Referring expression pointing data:
"""

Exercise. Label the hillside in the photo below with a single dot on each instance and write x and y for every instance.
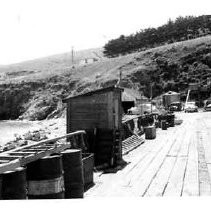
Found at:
(183, 28)
(34, 90)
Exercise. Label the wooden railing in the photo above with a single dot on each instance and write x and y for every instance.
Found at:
(18, 157)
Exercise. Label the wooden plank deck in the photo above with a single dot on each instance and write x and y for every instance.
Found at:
(176, 163)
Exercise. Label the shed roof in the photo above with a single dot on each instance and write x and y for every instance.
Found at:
(132, 95)
(102, 90)
(171, 93)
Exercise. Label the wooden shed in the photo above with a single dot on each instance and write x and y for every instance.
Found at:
(99, 113)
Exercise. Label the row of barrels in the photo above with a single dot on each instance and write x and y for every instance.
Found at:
(57, 176)
(163, 122)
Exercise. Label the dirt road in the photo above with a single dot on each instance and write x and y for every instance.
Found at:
(176, 163)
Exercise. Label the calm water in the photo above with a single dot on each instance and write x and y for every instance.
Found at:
(9, 128)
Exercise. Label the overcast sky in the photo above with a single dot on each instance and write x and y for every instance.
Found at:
(37, 28)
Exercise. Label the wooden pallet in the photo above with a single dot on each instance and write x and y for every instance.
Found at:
(21, 156)
(131, 143)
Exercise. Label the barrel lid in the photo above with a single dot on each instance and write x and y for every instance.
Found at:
(16, 170)
(51, 156)
(71, 151)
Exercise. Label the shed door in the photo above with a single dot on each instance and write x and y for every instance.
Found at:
(116, 113)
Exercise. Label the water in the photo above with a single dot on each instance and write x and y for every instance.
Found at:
(9, 127)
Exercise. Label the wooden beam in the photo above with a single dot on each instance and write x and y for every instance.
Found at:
(46, 141)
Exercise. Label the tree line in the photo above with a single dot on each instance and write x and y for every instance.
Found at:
(183, 28)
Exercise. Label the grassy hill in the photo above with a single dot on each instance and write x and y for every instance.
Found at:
(34, 89)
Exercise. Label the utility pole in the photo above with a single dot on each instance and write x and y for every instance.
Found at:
(72, 57)
(151, 96)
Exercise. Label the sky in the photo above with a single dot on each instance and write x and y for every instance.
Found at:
(31, 29)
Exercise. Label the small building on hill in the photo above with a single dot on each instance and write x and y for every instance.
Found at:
(132, 98)
(99, 113)
(170, 97)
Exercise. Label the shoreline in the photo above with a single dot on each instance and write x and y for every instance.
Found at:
(9, 128)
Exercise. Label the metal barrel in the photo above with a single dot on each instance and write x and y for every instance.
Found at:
(163, 125)
(14, 184)
(150, 132)
(88, 167)
(45, 178)
(0, 186)
(170, 119)
(73, 173)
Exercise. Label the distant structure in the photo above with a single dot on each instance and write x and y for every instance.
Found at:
(169, 98)
(72, 57)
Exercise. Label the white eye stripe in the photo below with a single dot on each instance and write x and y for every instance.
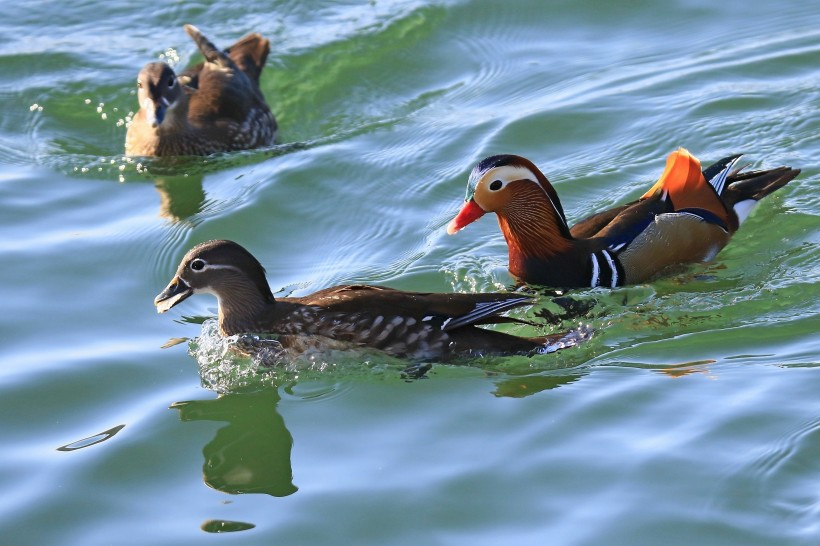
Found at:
(206, 266)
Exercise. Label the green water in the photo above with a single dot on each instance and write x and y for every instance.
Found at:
(691, 417)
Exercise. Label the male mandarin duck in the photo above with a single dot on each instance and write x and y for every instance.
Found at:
(688, 216)
(216, 106)
(404, 324)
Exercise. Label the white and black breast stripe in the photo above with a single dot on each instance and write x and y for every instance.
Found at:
(606, 270)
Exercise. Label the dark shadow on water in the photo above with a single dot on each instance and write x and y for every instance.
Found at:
(251, 453)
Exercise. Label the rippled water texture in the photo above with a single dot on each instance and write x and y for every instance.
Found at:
(691, 416)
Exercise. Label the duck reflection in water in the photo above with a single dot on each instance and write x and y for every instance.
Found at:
(251, 453)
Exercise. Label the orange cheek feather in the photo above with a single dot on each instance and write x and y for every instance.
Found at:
(468, 214)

"""

### Exercise
When you repeat the data, keep it exact and drop every picture.

### Exercise answer
Exercise. Label the hillside in the photo below with a single dot on each instance and write x and y for every instance.
Found at:
(183, 28)
(34, 90)
Exercise. Label the wooden railing in the photo above with a single dot on each instance and write x and y for every instance.
Found at:
(18, 157)
Exercise. Label the wooden plank deck in the photo above with a single dot on each instance and write x and y for every instance.
Found at:
(176, 163)
Exercise. Label the shed roof in the photo above with a single dot on each instance and write x and y for every instance.
Found at:
(132, 95)
(102, 90)
(171, 93)
Exercise. Label the wooden shed in the photo above with a single dot on each instance and write x and y for every instance.
Found at:
(99, 113)
Exercise. Label the row of barrels in the photo above with a single dot on each instance and write x and y for every instance.
Found at:
(57, 176)
(163, 122)
Exercise. Label the dirt road in the photo above with a single dot on each instance and write x and y for every instance.
Found at:
(176, 163)
Exercise. Label the calm water in the photo above with a single dot on each instance and write x and y for every instance.
Found at:
(9, 128)
Exercise. Label the overcast sky in the photo above with a single dot on each instance and write x and y for every instance.
Found at:
(37, 28)
Exercise. Label the wooden pallet in the photo above with a single dot on each instance and write x and y for every instance.
Found at:
(21, 156)
(131, 143)
Exercise. Label the barrel lid in the photo above with a single dot on each instance and write x and y for every instance.
Found at:
(16, 170)
(51, 156)
(71, 151)
Exercise. Label the shed door in the photo above with a single dot on each instance and write x and y for every instance.
Found at:
(116, 113)
Exercise. Label the water in the photo above with a single dot on each instance and write x and y for every instance.
Found at:
(9, 127)
Exercise. Label the wooden beam in the photo above with a single dot on each instance and write x and y for every instance.
Found at:
(46, 141)
Exercise. Label the tree line in the photo above with a single dot on each instance and write x and y for every instance.
Found at:
(183, 28)
Exercise. Label the grassy hill in the photo above with a single dot on each instance and write x and y for every instance.
Found at:
(34, 89)
Exercise. Label the utility pole in the photo above with a single dot on each instance and write x and y for every instance.
Found at:
(72, 57)
(151, 96)
Exercise. Label the sky in the photo above with a single dot on each instance and write x and y for every instance.
Found at:
(31, 29)
Exercise. Label the small building on hill in the photo above with a single dot on each instance and write x and y for every instance.
Found at:
(132, 98)
(99, 113)
(170, 97)
Exercise. Label the shoreline in the photo above with a single dot on each instance and write x and y for every instance.
Found at:
(9, 128)
Exercise. Label the metal barrel in the photo above with a single dot on each instance and write x and y for every instance.
Found at:
(163, 125)
(14, 184)
(150, 132)
(88, 167)
(45, 178)
(0, 186)
(170, 119)
(73, 173)
Exercise. Label the distant structure in the photo above with a single dot on each instance and write x and y for every instance.
Found at:
(169, 98)
(72, 57)
Exercise. Label the white eye stripe in the photo below with a single dot on each instance and write x and y for every instance.
Found at:
(206, 266)
Exercise. Label the green water in the photo above with a single dot on each instance and write x and y for every instance.
Found at:
(691, 417)
Exercise. Label the male mandarin duck in the photo above with a single dot on each instance and write x and y for every instance.
Found at:
(688, 216)
(216, 106)
(404, 324)
Exercise. Label the white and black breast stripe in the photo above with a single dot on each instance and write x and y for every instance.
Found at:
(606, 270)
Exercise. Label the dark shadow on water in the photo above with a single dot on each instance and write x and y for every instance.
Found at:
(251, 453)
Exercise. Label the rippled water texture in the photo above with a single dot on each instance and write x and y for every instance.
Found at:
(691, 416)
Exercise. Label the duck reflection in water in the photo above with a single dot on each instance and write x and y for every instance.
Found at:
(251, 453)
Exercise. Label the orange cheek feather in the photo above with a single dot on each instance and write x and y for every instance.
Found at:
(468, 214)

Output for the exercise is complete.